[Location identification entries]
== == ==
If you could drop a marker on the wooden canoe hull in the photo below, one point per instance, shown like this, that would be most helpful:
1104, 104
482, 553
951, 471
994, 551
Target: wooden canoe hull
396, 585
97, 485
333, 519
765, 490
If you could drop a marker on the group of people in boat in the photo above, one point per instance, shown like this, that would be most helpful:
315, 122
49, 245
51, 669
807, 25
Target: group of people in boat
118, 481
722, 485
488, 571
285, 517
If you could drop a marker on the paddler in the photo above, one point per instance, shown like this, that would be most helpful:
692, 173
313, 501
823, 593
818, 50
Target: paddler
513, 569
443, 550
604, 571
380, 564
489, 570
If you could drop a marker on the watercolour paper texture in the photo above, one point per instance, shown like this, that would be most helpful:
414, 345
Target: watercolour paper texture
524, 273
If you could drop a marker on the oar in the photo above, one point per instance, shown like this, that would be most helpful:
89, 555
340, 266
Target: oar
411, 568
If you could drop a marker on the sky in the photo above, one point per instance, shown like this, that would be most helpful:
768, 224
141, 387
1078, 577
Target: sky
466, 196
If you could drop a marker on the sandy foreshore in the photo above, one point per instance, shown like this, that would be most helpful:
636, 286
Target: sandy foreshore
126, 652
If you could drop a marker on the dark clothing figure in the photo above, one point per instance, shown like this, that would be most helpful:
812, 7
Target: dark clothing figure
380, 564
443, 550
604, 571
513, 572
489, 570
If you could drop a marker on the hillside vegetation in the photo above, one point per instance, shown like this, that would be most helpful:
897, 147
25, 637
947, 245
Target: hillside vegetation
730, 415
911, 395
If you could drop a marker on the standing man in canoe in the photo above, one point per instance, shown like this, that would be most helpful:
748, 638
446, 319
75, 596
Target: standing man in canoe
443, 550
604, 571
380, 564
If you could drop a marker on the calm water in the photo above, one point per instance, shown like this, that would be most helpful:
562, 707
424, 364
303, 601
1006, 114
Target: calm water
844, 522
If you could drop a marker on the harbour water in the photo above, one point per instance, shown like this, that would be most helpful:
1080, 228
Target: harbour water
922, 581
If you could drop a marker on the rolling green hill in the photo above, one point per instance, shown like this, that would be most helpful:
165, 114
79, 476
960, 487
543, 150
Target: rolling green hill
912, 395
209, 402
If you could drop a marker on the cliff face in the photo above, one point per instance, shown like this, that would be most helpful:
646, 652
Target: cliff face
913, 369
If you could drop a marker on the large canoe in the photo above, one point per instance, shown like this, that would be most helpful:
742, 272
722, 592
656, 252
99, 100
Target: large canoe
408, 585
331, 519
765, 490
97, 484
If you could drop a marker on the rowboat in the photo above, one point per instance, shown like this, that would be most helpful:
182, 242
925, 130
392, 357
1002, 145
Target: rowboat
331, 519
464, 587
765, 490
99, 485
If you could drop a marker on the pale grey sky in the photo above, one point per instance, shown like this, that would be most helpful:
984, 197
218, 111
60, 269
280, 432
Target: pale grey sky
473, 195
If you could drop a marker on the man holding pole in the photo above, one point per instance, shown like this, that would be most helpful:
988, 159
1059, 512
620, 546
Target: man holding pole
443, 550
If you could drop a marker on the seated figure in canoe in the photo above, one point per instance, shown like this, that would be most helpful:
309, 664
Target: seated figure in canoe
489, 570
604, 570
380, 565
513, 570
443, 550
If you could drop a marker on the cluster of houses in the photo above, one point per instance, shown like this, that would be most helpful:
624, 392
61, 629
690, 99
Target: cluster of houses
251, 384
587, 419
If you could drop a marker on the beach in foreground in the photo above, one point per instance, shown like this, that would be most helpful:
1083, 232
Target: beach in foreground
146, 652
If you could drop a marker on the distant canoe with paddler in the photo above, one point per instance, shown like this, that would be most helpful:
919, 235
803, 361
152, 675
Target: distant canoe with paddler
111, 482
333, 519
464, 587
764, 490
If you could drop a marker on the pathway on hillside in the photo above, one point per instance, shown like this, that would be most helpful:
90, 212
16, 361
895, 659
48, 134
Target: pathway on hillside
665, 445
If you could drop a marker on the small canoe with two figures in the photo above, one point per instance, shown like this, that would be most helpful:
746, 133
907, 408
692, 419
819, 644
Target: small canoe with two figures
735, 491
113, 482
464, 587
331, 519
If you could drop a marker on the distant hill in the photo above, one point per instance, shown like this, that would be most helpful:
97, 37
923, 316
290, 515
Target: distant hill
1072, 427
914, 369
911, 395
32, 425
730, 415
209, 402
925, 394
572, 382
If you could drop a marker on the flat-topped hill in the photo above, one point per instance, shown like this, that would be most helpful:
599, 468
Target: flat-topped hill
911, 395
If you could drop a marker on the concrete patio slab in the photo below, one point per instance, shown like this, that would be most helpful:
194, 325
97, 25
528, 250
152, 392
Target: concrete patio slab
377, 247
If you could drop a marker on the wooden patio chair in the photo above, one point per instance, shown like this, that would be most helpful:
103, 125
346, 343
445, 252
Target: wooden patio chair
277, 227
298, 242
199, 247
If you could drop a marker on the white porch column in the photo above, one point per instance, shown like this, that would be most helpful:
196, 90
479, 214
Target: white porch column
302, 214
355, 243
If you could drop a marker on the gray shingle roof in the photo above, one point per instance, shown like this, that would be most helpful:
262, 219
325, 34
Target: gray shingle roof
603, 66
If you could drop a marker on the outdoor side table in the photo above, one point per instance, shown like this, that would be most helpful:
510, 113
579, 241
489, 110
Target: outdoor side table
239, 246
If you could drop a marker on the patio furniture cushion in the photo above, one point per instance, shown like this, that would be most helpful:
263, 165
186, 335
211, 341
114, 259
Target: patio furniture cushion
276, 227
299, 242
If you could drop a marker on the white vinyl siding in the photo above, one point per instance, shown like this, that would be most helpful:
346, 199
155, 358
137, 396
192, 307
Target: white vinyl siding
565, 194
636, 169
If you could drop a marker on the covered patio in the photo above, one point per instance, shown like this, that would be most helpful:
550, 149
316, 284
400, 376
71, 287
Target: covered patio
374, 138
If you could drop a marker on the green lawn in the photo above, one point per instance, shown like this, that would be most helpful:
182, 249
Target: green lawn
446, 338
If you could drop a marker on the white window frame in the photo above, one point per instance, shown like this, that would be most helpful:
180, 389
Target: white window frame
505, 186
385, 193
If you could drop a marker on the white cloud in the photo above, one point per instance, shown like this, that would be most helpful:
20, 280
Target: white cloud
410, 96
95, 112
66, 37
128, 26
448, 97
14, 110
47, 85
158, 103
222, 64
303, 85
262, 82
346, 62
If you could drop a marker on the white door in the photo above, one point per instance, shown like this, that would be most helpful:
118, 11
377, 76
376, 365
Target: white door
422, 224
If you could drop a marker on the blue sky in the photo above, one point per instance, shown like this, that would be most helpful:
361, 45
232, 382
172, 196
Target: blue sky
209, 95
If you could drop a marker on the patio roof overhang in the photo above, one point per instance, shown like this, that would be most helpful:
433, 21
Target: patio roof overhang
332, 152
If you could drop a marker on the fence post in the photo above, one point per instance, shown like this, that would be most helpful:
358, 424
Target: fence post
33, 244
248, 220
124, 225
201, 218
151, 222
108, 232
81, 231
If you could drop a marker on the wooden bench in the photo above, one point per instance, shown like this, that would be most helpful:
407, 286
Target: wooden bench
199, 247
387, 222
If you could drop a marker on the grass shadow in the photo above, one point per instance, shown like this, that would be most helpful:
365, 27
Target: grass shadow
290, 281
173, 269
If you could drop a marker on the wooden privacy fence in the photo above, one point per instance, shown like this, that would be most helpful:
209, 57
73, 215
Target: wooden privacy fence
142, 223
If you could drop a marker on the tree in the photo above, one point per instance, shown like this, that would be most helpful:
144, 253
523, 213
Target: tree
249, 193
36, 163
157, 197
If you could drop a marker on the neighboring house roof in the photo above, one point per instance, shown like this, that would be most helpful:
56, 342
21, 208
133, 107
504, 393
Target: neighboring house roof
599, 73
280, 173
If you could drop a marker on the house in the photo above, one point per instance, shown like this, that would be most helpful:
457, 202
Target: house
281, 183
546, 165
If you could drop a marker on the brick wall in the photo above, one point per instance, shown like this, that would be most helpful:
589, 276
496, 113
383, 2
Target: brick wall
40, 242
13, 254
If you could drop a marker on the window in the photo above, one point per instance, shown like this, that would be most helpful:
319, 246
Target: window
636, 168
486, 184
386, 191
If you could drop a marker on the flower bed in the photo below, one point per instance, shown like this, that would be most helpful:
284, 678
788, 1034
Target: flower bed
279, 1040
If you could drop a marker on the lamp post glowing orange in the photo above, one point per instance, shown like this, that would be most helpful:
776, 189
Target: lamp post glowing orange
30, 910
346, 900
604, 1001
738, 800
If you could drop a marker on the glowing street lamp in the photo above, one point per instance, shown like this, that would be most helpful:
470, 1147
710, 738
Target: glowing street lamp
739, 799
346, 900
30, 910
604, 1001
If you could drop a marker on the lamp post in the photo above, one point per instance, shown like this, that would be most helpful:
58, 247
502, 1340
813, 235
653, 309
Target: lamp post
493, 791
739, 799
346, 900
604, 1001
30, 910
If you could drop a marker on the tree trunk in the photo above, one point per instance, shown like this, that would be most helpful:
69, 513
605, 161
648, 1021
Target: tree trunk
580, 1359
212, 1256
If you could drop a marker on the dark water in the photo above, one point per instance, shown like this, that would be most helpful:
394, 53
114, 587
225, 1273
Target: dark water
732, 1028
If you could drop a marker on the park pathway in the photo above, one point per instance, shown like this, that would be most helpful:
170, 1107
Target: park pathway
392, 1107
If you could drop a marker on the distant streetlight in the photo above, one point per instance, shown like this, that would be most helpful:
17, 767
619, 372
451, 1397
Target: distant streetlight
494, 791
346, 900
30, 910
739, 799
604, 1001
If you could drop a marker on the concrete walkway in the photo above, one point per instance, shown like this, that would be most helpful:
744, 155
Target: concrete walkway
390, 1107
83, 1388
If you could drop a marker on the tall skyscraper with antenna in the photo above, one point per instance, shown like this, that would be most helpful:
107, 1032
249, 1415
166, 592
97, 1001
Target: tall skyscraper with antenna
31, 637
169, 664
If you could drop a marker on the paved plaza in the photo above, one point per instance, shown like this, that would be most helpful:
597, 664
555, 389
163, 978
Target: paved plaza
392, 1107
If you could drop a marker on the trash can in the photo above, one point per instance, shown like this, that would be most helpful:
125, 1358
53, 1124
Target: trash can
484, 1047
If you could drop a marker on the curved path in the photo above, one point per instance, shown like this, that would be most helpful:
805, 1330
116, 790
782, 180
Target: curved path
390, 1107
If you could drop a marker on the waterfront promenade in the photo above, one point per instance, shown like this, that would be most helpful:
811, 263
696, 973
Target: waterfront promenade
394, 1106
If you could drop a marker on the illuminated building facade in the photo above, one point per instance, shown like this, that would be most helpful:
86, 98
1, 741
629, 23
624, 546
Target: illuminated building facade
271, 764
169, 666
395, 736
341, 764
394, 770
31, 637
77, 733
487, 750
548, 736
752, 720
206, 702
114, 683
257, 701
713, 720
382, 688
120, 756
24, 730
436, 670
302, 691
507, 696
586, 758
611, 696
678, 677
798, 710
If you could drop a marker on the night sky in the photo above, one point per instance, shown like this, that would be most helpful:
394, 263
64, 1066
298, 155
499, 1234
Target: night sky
== == ==
:: What is asked ::
From the line with "If you could drop a marker on the waterfront" to the last line of the material, give every line again exactly, and only those lines.

:: Task result ::
If you could drop a marker on the waterfront promenade in the photo above, one point per instance, shown like this, that would be most helpful:
811, 263
696, 973
Target: waterfront promenade
394, 1106
If you could drop a marker on the illuminated building facade in the photo above, one point per instance, shown like this, that would be most helpful:
86, 98
1, 741
629, 23
624, 546
Target: illuminated building facade
271, 764
169, 666
395, 736
341, 764
394, 770
31, 637
77, 733
487, 750
548, 736
752, 720
206, 702
114, 683
257, 701
713, 720
382, 688
120, 756
24, 730
436, 670
302, 691
507, 696
586, 758
611, 696
678, 677
798, 710
If you could drop a marker on the night sky in the photo above, one point per instance, shown like this, that would be most helpful:
394, 263
64, 1066
298, 155
499, 1234
Target: night sky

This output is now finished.